─── Page excerpt

The Dutch Aesthetic 101: Recipes
Vincent’s Sun Flour, from

Only a few things are more Dutch than Vincent Van Gogh, his name is practically synonymous with the Dutch aesthetic. While it’s hard to pin down the quintessential Dutch style, it is nevertheless unmistakable: be it Dutch bikes with their Old-Dutch handlebars, or industrial Dutch beds made popular by period films, or the Dutch ovens demanded by every other recipe in any respectable cookbook. 

Opening July 1st, the Immersive Van Gogh Exhibit will present a great opportunity to revel in the works of an artist that inspired a generation of Dutch designers and tinkerers whose created are renowned on the global stage. 

Speaking of Dutch ovens, when’s the last time you actually made something Dutch in one of those? Eclipsed by their French and Italian neighbours to the south, Dutch cuisine is often looked over on the smorgasbord of European culinary culture. So to bring out your inner Dutch masterchef ahead of the Immersive Van Gogh Exhibit, we’ve put together some of the best classic Dutch recipes on the web. 

Dutch cuisine tends to be on the minimalist side of elegant, with lots of vegetables, cheeses and cured meats. These recipes, much like Van Gogh’s paintings, are proof of all the complex and colourful things that can be done with simple ingredients.

──────

■ **Jobs**
1. According to the Dutch recipes page, what date does the Immersive Van Gogh Exhibit open?
2. How would you restate the paragraph of the Dutch recipes page that begins "Speaking of Dutch ovens" in two sentences, keeping its main facts?
3. Write the next part of the Dutch recipes page, picking up after its final sentence.

─── Dataset rows

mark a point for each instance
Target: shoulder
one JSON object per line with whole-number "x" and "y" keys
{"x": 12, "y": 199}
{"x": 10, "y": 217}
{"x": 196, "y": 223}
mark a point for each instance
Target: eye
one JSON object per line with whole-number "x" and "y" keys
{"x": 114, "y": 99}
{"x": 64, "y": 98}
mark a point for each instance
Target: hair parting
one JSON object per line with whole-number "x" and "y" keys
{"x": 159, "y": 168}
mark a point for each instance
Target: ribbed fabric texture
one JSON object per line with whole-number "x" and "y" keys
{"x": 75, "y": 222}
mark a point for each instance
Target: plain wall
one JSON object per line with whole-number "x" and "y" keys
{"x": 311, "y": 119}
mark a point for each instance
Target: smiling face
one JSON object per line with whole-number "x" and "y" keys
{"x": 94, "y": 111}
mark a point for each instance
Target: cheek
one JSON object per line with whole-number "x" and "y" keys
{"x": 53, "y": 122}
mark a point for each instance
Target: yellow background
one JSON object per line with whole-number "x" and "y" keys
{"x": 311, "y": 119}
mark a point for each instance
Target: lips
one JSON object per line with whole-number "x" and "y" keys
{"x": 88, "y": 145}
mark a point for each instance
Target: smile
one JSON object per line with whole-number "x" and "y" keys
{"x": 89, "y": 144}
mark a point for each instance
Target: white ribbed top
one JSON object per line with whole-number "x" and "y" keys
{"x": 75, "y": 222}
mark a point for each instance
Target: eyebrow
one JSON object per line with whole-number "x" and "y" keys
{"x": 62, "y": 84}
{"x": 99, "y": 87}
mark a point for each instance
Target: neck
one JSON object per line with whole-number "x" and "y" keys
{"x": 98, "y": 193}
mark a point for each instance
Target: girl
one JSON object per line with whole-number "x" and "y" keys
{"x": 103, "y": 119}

──────

■ **The replies**
1. July 1st

2. Dutch cuisine, overshadowed by French and Italian cooking to the south, is often overlooked in European food culture. Ahead of the Immersive Van Gogh Exhibit, the page gathers some of the best classic Dutch recipes on the web.

3.
Van Dough: The doors to the Immersive Van Gogh Exhibit are opening very soon, first to cars (June 18th) and thereafter foot-traffic (July 1st). In the meantime we encourage you to pay a visit to the ‘Museum of Fine Breads’, a virtual space where celebrity-baker Teri Culletto displays her Van Gogh-inspired edible artworks. ‘Vincent’s Sun Flour’, her most recent creation — a depiction of Van Gogh’s Sunflowers on focaccia bread — is our choice for this week’s Dutch recipe. This eclectic recipe features a roster of over fifteen different toppings needed to recreate the famous Van Gogh piece. It’s not just all frills, Culletto has put together a detailed guide on how to bake the perfect focaccia, with a gentle nudge towards bringing out your inner artist for the Van Dough toppings. May just be the weekend baking project you’re looking for!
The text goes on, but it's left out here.